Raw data
§ §

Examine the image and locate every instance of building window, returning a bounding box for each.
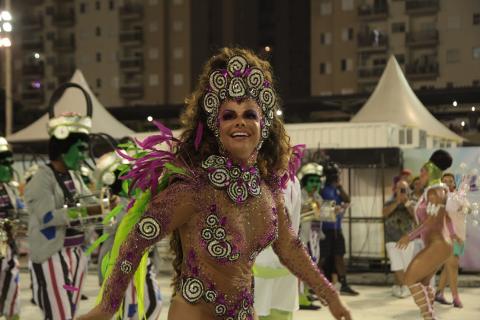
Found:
[148,21,158,32]
[447,49,460,63]
[173,20,183,32]
[148,74,159,87]
[148,48,158,60]
[473,13,480,26]
[320,0,332,16]
[173,73,183,87]
[320,62,327,74]
[320,32,332,45]
[472,47,480,59]
[395,54,405,64]
[173,48,183,59]
[342,0,353,11]
[392,22,405,33]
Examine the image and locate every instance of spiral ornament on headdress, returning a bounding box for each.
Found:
[182,277,204,303]
[138,217,161,240]
[203,55,277,145]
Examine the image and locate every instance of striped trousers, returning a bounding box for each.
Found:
[119,258,162,320]
[0,245,20,318]
[30,246,88,320]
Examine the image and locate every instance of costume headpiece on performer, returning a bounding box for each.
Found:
[202,55,277,149]
[297,162,324,181]
[423,149,453,186]
[47,82,93,140]
[0,137,12,154]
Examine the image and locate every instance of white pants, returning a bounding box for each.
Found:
[385,242,415,272]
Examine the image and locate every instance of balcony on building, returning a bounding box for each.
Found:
[21,88,45,105]
[405,61,439,80]
[357,31,388,53]
[405,30,438,47]
[120,81,144,100]
[120,3,143,20]
[405,0,440,15]
[52,10,75,28]
[53,38,75,53]
[357,66,385,83]
[20,13,43,31]
[22,62,45,78]
[119,29,143,46]
[22,37,44,51]
[358,1,388,22]
[53,62,75,79]
[120,56,143,73]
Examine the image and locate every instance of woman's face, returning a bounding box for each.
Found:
[219,99,261,164]
[419,167,428,186]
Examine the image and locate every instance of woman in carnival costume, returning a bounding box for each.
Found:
[25,83,101,320]
[0,137,25,320]
[80,48,350,320]
[397,150,466,319]
[94,150,162,320]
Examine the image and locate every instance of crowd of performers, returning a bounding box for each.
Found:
[0,48,467,320]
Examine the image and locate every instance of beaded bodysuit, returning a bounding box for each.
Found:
[101,156,336,320]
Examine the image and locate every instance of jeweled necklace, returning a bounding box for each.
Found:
[202,155,260,204]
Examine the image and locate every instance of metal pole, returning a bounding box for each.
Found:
[5,0,13,137]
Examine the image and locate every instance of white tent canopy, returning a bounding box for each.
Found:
[351,55,464,142]
[7,70,135,142]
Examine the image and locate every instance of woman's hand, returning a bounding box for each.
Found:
[396,234,410,249]
[328,296,352,320]
[76,305,113,320]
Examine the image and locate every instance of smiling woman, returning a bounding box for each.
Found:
[80,48,350,320]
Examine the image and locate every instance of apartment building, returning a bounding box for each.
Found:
[13,0,191,108]
[311,0,480,96]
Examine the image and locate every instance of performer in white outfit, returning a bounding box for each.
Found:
[253,178,301,320]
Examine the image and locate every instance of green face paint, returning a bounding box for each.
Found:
[62,140,88,171]
[423,161,443,186]
[305,175,322,193]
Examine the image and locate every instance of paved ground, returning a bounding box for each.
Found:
[15,271,480,320]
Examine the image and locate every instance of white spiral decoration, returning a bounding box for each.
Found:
[214,227,227,240]
[182,277,204,303]
[207,240,232,259]
[258,88,275,109]
[215,304,227,316]
[227,181,248,202]
[138,217,160,240]
[120,260,133,273]
[205,214,218,227]
[247,68,265,89]
[228,78,246,99]
[202,228,213,241]
[203,92,220,114]
[208,168,230,188]
[205,290,217,302]
[208,71,227,92]
[227,56,248,77]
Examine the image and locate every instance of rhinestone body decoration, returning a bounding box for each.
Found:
[203,56,277,139]
[202,155,261,203]
[101,168,336,320]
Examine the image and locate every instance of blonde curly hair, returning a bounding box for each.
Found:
[177,48,290,179]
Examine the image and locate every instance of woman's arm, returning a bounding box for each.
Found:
[100,182,195,315]
[273,197,350,319]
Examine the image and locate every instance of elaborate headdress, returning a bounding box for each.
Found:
[202,55,277,149]
[47,82,92,140]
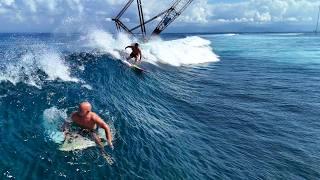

§ §

Aim
Turn all of the data above into a numbered list with one line per item, dropping any blank lines and leaving out the pictures.

Correct response
1. Examine the image and locate every instance of building window, returning a bounding box for each.
2. Found:
3. [148,21,158,32]
4. [447,49,460,63]
5. [173,20,183,32]
6. [148,74,159,87]
7. [148,48,158,60]
8. [473,13,480,26]
9. [320,0,332,16]
10. [173,73,183,87]
11. [320,62,327,74]
12. [320,32,332,45]
13. [472,47,480,59]
14. [395,54,405,64]
15. [173,48,183,59]
16. [342,0,353,11]
17. [392,22,405,33]
18. Examine the image and locate every instance of spiral ornament on headdress, returning a bounding box for each.
19. Found:
20. [182,277,204,303]
21. [138,217,161,240]
22. [203,55,277,145]
23. Examine the image and locate every instance of striped trousers, returning a bounding box for each.
24. Found:
25. [119,258,162,320]
26. [0,245,20,318]
27. [30,246,88,320]
28. Examine the image and locate every instance of costume headpiece on performer, returning a bounding box for each.
29. Found:
30. [202,55,277,149]
31. [297,162,324,181]
32. [423,149,453,186]
33. [47,82,93,140]
34. [0,137,12,154]
35. Examine the image and locate every instance of white pants, returning a bounding box for each.
36. Found:
37. [385,242,415,272]
38. Examine the image and locate every instance of balcony on building, returning a bounding box for each.
39. Found:
40. [21,88,45,105]
41. [405,61,439,80]
42. [357,31,388,53]
43. [405,30,438,47]
44. [120,81,144,100]
45. [120,3,143,20]
46. [405,0,440,15]
47. [52,10,75,28]
48. [53,38,75,53]
49. [357,66,385,83]
50. [20,13,43,31]
51. [22,62,45,78]
52. [119,29,143,46]
53. [22,37,44,51]
54. [358,1,388,22]
55. [53,62,75,79]
56. [120,56,143,73]
57. Examine the image and locate every instance of woman's face, returning a bounding box for each.
58. Found:
59. [219,99,261,164]
60. [419,167,428,186]
61. Examine the image and locate every instance of woman in carnival costume, returning a bounding box for each.
62. Found:
63. [25,83,101,320]
64. [0,137,25,320]
65. [80,48,350,320]
66. [397,150,466,319]
67. [94,150,162,320]
68. Examine the image and locate every instance of crowd of performers, returning a bounding box for each.
69. Found:
70. [0,48,467,320]
71. Examine the image and locate every instance of beaded bodysuit, returning a bounding box for each.
72. Found:
73. [101,156,336,320]
74. Examine the image and locate every instance of jeweled necklace, returning a bounding box for each.
75. Found:
76. [202,155,260,204]
77. Examine the image and locate every instance of metal pole, returning a bounding box for each.
78. Found:
79. [5,0,13,137]
80. Examine the image and locate every instance of white tent canopy, returning a bounding box for each.
81. Found:
82. [351,55,464,142]
83. [7,70,135,142]
84. Examine the image and locate every instance of woman's hand, returning a bounding box for each.
85. Found:
86. [396,234,410,249]
87. [328,296,352,320]
88. [76,305,113,320]
89. Examine the image and locate every instance of smiling woman, returning a bounding box for each.
90. Found:
91. [80,48,350,320]
92. Examine the image and locate every instance of apartment building, returning a bounding box for each.
93. Found:
94. [13,0,191,108]
95. [311,0,480,96]
96. Examine the image and locate every instance of performer in white outfit, returning a bounding box for each.
97. Found:
98. [253,178,301,320]
99. Examine the image and locate every instance of green face paint, returning a bounding box for each.
100. Found:
101. [62,140,88,171]
102. [423,161,443,186]
103. [305,175,322,193]
104. Examine the image and locate every instance of paved ground, returning a bounding box for each.
105. Found:
106. [15,271,480,320]
107. Examine the image and locate every instance of white spiral decoration, returning a bounding box for each.
108. Found:
109. [214,227,227,240]
110. [182,277,204,303]
111. [207,240,232,259]
112. [258,88,275,109]
113. [215,304,227,316]
114. [227,181,248,202]
115. [138,217,160,240]
116. [120,260,133,273]
117. [205,214,218,227]
118. [247,68,265,89]
119. [228,78,246,99]
120. [202,228,213,241]
121. [203,92,220,114]
122. [208,168,230,188]
123. [205,290,217,302]
124. [208,71,227,92]
125. [227,56,248,77]
126. Examine the image and locate every instance of rhinestone body decoration, returning a bounding box for each.
127. Found:
128. [203,56,277,139]
129. [202,155,261,203]
130. [101,168,336,320]
131. Examine the image and locate every instance of blonde curly hair, returning a bounding box for each.
132. Found:
133. [177,48,290,179]
134. Examine the image and locate every instance of woman's arm, returning a bounding box for each.
135. Found:
136. [100,182,195,315]
137. [273,197,350,319]
138. Examine the image and locate every instance of elaborate headdress, returning a bounding box for each.
139. Found:
140. [202,55,277,149]
141. [47,82,92,140]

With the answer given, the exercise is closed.